▶ **What you will do**
Although the entries hold pictures, only their words are printed back, exactly as given.

┌─ Supplied material

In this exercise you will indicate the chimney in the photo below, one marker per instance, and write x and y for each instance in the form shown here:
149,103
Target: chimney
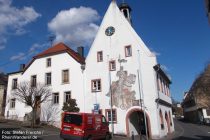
22,66
80,51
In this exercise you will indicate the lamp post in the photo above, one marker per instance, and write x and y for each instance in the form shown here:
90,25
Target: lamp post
83,84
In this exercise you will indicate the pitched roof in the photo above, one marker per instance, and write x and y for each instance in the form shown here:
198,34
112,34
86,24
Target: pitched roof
57,49
60,48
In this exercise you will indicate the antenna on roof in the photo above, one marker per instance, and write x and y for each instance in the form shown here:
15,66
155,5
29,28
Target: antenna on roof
51,39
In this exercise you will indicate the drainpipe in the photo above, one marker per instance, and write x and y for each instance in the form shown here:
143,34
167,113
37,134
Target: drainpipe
141,84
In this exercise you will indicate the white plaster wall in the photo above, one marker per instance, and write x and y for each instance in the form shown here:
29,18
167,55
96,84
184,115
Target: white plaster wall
114,47
164,131
59,62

└─

▶ **Answer for the task**
In this exercise you will indicate the chimney in the photo below, one marker per instance, and write x and y for each instance in the form shown here:
149,103
Target: chimney
22,66
80,51
In this exercise you will indicate the lamp post in the photo above, one marker per instance, and write x and y for each instance in the form shown here:
90,25
Target: lamp post
83,84
In this exercise you will indicate the pitched roof in the photo above, one marker per instance, and write x and y for each instance in the form shown here:
198,34
112,34
86,24
Target: pitched roof
57,49
60,48
In this exercise you will indicate the antenna on roof in the photo above, one marker per instance, and write x and y for each instance in the form shown here:
15,66
155,5
29,28
Target: antenna on roof
51,39
In this exercise you will indicate the drainpipe in the photo above, one marker per instance, and write x and y for each instance in the form shown here:
143,34
167,113
37,134
Target: drainpipe
141,84
In this exercise you will indicate the white plaster wall in the photo above, one marker per instance, and write x and y for each instance in the form shown here:
29,18
167,55
96,84
184,115
Target: white plaster wall
114,47
164,131
59,62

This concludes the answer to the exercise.